▶ **WHAT THE EXERCISE ASKS**: Using the word "black" as the filter, copy each matching line from the records.

Free-text object descriptions:
== Segment start ==

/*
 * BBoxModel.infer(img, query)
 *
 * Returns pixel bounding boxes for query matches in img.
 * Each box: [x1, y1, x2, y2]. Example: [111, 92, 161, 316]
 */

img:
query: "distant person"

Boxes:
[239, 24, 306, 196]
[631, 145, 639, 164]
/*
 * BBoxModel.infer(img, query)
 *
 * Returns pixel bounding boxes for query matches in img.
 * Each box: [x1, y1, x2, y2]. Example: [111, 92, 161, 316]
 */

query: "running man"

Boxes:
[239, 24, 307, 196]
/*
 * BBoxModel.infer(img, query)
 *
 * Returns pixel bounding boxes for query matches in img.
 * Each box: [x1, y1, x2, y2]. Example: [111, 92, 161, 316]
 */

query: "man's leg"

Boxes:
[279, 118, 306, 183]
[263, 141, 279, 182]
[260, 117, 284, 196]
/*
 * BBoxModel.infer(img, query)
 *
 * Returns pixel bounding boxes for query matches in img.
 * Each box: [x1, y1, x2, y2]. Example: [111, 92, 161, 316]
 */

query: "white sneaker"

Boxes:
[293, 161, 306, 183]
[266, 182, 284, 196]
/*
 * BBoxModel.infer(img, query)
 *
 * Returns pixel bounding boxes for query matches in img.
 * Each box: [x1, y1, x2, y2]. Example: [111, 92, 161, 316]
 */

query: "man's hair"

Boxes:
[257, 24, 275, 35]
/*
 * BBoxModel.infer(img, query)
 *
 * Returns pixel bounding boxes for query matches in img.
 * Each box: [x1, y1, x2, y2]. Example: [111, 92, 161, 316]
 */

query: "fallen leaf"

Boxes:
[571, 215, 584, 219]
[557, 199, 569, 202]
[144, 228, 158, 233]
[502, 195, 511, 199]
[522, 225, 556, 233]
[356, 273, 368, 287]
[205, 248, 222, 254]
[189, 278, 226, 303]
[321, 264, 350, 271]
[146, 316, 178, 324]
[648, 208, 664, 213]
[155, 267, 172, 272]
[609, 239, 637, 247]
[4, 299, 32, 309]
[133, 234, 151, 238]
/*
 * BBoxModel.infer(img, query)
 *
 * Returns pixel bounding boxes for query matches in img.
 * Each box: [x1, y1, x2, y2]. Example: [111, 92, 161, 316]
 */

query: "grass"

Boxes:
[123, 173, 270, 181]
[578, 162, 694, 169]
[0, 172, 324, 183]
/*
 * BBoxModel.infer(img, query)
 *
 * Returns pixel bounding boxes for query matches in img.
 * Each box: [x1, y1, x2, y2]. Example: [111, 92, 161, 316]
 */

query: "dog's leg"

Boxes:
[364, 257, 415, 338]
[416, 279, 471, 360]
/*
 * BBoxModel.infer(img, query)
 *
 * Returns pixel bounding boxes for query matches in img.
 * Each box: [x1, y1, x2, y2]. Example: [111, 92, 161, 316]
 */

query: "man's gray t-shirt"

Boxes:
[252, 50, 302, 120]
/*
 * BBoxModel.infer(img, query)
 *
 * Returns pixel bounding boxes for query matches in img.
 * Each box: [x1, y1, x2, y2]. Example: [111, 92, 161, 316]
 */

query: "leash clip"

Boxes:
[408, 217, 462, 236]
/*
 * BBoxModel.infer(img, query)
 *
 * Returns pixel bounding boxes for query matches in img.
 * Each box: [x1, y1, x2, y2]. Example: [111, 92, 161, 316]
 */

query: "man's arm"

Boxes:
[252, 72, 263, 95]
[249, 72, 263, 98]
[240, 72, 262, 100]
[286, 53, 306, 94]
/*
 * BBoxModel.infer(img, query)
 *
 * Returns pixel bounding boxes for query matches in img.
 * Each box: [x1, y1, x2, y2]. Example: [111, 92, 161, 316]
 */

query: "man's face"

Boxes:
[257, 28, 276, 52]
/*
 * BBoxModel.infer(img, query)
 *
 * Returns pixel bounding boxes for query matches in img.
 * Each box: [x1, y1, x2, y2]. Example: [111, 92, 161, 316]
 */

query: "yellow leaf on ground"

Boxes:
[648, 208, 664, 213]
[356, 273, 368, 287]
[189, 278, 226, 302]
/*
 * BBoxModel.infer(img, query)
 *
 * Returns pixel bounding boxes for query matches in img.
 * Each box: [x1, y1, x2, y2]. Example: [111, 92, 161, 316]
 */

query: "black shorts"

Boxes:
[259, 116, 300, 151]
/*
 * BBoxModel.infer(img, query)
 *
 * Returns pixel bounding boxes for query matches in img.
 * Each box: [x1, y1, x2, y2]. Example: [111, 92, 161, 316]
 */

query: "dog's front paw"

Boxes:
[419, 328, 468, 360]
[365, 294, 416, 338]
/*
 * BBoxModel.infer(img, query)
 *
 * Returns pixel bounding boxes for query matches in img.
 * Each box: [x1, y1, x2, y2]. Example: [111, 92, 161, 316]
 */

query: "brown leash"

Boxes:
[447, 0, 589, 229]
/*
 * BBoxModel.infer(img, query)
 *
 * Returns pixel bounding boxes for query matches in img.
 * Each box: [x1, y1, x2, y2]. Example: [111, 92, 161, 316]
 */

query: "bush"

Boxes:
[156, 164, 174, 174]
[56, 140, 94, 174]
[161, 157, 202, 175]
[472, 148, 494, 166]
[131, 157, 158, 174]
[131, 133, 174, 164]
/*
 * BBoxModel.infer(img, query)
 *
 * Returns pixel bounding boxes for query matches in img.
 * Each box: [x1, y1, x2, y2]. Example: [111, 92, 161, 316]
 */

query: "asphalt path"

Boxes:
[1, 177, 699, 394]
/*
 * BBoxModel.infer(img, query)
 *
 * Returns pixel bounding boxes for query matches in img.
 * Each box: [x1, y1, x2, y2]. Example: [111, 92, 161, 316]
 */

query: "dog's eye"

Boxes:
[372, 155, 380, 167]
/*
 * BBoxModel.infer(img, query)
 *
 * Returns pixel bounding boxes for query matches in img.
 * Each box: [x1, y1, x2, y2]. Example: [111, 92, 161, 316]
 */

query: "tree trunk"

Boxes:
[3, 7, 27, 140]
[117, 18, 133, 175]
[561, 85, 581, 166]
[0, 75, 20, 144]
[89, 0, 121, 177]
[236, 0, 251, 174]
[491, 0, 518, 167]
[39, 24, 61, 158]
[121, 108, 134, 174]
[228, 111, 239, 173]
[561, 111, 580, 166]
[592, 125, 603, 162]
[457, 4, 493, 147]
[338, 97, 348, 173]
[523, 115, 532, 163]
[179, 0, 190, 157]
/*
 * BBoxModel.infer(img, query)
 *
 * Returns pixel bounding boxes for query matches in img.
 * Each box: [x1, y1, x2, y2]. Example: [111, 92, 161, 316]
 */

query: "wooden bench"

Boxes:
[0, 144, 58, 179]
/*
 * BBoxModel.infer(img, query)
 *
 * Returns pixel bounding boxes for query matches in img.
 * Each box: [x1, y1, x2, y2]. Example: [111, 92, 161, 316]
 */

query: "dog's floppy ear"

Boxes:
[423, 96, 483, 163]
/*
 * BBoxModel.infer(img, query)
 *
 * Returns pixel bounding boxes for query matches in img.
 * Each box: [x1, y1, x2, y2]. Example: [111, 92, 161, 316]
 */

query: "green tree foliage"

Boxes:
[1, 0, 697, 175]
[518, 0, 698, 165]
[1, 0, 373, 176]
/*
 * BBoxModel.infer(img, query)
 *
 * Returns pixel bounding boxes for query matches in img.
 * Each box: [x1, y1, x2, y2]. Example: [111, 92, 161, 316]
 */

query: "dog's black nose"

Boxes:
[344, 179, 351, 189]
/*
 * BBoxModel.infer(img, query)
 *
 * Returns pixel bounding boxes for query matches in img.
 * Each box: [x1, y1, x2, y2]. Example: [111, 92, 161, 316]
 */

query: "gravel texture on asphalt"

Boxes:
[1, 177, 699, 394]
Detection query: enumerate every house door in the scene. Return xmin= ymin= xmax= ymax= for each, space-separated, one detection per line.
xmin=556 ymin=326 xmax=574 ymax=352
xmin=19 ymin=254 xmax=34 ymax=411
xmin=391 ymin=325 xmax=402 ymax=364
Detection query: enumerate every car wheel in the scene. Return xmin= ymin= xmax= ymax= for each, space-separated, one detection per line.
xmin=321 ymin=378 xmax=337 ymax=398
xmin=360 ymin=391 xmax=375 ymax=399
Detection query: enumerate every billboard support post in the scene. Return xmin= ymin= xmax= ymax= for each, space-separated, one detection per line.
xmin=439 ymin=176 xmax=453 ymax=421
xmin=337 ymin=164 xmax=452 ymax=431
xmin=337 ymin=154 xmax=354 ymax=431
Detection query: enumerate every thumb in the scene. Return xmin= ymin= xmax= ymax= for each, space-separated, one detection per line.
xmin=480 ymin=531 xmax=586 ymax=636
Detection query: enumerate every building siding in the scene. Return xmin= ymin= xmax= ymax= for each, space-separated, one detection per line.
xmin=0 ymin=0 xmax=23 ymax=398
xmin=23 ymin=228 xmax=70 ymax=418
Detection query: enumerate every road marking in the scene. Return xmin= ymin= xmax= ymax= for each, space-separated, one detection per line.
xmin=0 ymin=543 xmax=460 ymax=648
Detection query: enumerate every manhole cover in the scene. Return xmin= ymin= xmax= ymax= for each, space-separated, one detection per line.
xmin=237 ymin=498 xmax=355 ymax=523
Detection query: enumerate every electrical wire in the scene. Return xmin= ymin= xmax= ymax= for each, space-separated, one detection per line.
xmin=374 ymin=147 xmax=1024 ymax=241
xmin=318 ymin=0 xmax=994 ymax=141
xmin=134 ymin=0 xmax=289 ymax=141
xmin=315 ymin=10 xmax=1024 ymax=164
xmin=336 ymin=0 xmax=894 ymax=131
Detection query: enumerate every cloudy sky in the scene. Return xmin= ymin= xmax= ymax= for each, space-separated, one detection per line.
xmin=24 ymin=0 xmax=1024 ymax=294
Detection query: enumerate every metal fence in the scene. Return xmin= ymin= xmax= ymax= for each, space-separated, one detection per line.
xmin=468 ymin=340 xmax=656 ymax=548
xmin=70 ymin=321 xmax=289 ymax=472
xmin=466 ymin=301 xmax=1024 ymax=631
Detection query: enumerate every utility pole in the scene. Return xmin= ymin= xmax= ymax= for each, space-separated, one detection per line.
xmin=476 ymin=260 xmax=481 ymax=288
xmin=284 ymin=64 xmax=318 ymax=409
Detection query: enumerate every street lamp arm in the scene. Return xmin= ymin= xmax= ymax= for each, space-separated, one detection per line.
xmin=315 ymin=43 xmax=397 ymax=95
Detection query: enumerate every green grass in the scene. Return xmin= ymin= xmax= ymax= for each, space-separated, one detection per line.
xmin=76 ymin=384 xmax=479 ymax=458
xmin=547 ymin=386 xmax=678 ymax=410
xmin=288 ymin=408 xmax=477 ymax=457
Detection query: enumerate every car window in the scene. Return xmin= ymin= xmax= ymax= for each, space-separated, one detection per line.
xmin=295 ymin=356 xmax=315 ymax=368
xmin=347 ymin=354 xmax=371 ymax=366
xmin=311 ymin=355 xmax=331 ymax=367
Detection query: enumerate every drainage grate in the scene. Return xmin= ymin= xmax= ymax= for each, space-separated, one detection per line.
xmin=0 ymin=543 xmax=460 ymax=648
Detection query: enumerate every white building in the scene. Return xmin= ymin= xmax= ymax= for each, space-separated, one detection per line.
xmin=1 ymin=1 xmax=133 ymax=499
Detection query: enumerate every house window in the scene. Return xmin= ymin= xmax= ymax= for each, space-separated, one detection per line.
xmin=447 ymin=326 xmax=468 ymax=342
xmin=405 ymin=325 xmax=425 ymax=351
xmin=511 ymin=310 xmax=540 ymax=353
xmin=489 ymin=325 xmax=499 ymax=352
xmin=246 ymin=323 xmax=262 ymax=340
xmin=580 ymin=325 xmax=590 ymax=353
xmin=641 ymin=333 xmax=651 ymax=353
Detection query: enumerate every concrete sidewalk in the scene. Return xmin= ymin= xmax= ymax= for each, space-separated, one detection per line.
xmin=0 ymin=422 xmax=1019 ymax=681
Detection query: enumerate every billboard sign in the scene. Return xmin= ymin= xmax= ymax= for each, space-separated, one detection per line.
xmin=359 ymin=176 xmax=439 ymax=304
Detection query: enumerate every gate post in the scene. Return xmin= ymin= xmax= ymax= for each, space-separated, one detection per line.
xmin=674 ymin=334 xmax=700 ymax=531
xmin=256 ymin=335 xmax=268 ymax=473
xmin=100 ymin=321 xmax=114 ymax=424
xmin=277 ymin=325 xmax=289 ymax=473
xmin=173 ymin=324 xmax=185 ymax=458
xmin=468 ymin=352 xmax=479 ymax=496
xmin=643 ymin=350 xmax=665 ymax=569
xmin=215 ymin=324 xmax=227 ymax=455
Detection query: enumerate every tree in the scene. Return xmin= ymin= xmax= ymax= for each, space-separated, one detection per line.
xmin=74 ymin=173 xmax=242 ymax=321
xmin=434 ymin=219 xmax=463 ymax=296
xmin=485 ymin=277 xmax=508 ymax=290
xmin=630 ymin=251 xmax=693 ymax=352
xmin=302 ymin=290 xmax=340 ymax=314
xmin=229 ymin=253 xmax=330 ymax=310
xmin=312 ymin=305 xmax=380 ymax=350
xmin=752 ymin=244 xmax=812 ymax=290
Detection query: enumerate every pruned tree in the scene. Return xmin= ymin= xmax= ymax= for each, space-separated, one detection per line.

== Segment end ==

▶ **TASK SOLUTION**:
query: "black shorts"
query: "dog's black nose"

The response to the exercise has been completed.